TASK PROMPT: Rewrite the stretch of the listing below from the line "Put a point on every instance of the ocean." through the end of the listing, swapping "ocean" for "sea" and leaving all else unchanged. Give only that stretch.

DATA SHOWN:
## BEGIN

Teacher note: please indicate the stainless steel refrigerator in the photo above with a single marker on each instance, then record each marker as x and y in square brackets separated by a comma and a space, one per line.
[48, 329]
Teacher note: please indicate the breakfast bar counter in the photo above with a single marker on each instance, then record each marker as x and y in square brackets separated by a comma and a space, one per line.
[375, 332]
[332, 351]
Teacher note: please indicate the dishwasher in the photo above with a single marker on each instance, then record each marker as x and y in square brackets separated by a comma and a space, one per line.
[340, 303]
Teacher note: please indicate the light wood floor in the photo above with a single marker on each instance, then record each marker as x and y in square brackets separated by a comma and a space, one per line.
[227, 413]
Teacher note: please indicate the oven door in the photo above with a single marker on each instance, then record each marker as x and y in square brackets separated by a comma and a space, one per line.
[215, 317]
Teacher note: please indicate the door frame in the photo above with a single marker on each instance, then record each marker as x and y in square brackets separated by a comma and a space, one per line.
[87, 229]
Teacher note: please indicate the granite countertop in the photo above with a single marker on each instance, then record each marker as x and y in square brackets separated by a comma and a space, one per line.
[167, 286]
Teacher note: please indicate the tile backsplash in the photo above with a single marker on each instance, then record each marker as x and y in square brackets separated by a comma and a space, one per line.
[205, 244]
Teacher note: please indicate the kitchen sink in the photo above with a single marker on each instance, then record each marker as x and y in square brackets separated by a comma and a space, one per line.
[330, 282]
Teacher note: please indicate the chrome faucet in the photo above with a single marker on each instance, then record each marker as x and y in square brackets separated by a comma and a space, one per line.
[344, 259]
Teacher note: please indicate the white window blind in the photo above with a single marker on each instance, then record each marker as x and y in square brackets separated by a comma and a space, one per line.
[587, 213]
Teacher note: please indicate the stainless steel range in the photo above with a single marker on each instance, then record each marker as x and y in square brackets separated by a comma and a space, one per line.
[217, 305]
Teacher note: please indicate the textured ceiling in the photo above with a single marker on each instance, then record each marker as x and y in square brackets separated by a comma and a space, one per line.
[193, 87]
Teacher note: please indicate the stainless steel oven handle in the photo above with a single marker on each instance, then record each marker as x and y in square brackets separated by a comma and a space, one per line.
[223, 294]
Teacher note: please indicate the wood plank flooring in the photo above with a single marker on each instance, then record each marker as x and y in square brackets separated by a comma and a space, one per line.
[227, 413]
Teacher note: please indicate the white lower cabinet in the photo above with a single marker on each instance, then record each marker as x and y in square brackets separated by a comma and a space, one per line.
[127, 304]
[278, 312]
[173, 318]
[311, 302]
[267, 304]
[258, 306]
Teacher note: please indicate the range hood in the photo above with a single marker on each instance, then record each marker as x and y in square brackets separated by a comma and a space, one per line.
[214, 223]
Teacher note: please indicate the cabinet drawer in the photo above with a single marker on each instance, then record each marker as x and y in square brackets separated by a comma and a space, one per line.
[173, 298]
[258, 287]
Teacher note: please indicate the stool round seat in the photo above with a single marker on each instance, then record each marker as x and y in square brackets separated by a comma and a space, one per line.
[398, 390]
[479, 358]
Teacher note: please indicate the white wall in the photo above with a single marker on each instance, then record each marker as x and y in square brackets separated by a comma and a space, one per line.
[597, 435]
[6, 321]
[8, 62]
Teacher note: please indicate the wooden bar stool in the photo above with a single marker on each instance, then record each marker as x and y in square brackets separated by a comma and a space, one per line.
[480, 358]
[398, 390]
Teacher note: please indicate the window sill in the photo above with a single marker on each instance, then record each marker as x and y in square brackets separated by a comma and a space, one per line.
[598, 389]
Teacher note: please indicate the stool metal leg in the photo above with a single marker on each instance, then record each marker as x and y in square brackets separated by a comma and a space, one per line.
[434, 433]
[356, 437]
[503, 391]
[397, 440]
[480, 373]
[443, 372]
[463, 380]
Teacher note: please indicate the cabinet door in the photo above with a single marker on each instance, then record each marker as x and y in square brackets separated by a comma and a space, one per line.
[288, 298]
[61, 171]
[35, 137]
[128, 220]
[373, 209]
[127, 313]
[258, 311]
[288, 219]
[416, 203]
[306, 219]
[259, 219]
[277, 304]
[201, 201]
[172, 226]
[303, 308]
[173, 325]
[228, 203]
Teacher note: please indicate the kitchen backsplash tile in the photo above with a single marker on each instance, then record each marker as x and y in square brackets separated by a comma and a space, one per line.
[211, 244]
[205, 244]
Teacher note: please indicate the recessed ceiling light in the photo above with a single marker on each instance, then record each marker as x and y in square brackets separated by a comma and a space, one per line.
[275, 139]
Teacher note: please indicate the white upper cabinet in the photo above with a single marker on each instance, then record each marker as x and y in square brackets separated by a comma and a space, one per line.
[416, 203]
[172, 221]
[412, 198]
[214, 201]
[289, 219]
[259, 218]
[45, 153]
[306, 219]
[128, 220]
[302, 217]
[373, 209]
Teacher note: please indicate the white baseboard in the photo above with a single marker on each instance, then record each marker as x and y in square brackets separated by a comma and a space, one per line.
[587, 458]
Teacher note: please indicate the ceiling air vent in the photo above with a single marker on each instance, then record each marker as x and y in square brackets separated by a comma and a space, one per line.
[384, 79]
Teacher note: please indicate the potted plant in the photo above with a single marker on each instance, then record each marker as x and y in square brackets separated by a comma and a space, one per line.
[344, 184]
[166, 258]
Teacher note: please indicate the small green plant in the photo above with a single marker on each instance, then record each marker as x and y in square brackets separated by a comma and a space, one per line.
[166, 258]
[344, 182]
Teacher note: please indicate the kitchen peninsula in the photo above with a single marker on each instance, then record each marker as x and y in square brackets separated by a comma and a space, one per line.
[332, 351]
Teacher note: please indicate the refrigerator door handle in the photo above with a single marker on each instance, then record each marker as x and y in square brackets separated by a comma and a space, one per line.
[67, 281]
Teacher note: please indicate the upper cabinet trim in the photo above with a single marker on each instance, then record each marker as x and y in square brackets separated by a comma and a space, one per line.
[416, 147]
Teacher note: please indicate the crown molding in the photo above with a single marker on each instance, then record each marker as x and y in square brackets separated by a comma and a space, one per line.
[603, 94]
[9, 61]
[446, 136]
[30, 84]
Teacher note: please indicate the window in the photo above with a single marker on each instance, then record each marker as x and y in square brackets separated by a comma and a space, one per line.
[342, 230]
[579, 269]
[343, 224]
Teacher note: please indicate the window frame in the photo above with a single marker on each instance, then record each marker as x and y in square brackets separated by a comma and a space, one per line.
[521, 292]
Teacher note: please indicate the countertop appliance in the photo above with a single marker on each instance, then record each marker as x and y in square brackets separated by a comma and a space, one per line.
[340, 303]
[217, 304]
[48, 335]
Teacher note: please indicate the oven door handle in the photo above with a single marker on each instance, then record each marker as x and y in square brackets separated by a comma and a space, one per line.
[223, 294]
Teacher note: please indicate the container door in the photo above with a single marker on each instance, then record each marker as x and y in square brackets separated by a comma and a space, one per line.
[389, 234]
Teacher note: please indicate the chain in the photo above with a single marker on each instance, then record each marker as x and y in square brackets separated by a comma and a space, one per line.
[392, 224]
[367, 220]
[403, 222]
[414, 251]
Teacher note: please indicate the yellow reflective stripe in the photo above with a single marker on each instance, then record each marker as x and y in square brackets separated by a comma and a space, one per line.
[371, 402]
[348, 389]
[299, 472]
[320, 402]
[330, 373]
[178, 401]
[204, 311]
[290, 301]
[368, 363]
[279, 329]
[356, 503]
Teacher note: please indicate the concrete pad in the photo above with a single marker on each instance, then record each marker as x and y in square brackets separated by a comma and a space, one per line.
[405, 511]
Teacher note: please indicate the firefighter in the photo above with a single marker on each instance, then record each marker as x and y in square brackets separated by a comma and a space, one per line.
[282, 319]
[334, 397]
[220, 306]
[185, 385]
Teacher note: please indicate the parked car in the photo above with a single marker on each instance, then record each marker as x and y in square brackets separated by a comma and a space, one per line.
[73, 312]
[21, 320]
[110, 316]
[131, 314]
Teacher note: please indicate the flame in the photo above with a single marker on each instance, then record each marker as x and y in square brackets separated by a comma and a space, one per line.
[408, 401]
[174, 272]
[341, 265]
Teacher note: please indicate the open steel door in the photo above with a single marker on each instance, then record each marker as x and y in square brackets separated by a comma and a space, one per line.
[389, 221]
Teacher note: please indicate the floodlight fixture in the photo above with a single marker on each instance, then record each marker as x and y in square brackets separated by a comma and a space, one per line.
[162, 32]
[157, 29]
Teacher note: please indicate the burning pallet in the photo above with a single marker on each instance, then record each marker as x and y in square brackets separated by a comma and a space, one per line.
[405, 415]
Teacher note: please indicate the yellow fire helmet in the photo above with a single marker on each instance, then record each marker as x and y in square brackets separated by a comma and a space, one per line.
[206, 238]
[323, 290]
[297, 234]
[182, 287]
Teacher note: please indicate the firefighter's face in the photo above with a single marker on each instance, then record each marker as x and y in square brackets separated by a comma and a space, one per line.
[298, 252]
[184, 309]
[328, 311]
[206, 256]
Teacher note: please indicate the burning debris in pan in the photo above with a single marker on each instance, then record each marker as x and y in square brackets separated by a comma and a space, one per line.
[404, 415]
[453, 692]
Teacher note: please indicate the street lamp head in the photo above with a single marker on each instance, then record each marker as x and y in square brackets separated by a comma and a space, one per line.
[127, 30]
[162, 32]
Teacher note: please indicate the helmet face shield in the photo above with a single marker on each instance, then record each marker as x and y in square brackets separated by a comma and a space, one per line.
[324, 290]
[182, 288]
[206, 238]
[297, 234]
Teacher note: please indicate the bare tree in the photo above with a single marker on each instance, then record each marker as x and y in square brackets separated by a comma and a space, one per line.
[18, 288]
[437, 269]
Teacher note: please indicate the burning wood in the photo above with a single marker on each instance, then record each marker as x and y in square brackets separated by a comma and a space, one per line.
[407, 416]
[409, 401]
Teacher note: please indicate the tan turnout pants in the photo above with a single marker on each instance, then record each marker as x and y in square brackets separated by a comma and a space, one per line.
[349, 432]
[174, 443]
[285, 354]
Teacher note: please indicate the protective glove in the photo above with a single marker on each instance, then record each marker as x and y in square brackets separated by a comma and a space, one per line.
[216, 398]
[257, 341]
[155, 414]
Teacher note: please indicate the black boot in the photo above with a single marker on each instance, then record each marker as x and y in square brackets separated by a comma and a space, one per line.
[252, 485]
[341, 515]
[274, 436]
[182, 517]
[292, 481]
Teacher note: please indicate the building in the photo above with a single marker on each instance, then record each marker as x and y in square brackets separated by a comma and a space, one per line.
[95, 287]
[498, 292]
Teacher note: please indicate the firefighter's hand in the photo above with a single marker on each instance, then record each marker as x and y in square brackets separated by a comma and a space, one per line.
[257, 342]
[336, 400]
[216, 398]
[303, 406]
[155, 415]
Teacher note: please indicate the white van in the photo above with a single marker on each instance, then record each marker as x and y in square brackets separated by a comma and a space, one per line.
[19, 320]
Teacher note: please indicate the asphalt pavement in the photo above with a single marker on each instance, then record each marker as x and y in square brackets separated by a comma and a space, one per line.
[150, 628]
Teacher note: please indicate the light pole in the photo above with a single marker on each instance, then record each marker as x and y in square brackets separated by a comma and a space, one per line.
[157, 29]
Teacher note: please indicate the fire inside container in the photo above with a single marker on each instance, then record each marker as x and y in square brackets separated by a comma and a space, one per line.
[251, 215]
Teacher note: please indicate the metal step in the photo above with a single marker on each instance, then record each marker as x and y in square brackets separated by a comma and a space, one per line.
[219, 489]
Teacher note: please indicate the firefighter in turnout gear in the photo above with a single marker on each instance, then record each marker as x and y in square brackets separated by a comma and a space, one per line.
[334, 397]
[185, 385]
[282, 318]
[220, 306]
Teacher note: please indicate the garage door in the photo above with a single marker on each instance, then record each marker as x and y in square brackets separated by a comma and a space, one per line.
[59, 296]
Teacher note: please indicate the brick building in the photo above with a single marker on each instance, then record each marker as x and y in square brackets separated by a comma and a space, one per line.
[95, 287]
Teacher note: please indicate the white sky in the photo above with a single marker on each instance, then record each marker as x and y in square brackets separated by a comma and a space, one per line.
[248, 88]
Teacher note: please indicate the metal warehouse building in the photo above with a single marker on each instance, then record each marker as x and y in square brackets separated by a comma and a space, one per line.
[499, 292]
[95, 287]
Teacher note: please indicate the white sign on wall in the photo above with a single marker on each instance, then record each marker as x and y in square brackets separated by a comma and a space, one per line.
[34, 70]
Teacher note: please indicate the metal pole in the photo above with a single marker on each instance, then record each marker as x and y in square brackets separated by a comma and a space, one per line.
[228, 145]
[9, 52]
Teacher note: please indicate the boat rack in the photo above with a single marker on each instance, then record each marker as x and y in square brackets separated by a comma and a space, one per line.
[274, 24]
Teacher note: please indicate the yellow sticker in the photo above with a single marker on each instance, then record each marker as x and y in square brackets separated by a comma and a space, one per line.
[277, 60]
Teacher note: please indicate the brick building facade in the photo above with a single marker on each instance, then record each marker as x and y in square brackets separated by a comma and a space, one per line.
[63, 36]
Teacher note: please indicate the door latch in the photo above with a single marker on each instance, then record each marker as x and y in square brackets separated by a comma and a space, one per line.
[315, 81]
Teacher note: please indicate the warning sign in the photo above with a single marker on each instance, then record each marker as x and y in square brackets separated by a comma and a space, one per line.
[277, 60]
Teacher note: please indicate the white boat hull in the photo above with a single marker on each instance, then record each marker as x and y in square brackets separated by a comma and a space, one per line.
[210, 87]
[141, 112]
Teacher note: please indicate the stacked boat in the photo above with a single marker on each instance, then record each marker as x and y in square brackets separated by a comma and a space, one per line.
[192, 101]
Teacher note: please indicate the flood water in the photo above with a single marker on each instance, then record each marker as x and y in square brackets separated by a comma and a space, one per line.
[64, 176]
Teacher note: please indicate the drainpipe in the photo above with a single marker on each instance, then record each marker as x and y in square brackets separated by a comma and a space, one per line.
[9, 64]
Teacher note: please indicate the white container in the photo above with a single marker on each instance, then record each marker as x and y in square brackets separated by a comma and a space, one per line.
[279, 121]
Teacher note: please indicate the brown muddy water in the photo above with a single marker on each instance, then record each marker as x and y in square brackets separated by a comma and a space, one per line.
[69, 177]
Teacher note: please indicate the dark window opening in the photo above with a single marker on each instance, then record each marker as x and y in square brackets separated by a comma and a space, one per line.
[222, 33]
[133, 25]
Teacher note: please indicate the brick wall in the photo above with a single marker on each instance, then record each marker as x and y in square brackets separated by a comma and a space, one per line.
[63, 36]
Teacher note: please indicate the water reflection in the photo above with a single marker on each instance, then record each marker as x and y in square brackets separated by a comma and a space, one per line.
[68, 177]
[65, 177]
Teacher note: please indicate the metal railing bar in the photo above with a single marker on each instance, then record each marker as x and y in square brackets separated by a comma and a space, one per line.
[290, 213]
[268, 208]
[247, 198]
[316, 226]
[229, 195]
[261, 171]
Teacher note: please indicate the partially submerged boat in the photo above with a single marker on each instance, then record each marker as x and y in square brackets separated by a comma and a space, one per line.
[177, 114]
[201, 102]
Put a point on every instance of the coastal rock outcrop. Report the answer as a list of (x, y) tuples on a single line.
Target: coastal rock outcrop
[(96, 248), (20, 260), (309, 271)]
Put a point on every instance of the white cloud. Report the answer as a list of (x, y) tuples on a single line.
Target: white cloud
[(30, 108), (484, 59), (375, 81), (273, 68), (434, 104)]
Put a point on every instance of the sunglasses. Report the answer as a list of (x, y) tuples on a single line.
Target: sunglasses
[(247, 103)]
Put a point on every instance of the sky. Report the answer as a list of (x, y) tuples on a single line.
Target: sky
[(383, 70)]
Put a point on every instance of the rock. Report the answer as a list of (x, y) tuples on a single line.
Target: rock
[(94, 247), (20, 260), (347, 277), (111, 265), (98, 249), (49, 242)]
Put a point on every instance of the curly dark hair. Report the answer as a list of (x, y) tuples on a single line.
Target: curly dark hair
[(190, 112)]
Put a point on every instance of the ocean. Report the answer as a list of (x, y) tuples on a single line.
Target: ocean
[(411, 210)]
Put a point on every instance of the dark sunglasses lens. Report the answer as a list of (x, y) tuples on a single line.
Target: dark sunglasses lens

## END

EXERCISE OUTPUT:
Put a point on every instance of the sea. Report the answer as a list of (x, y) tuples on a single line.
Target: sea
[(411, 210)]
Put a point on every instance of the dark sunglasses lens. Report the answer as a list of (x, y) tuples on a single line.
Target: dark sunglasses lens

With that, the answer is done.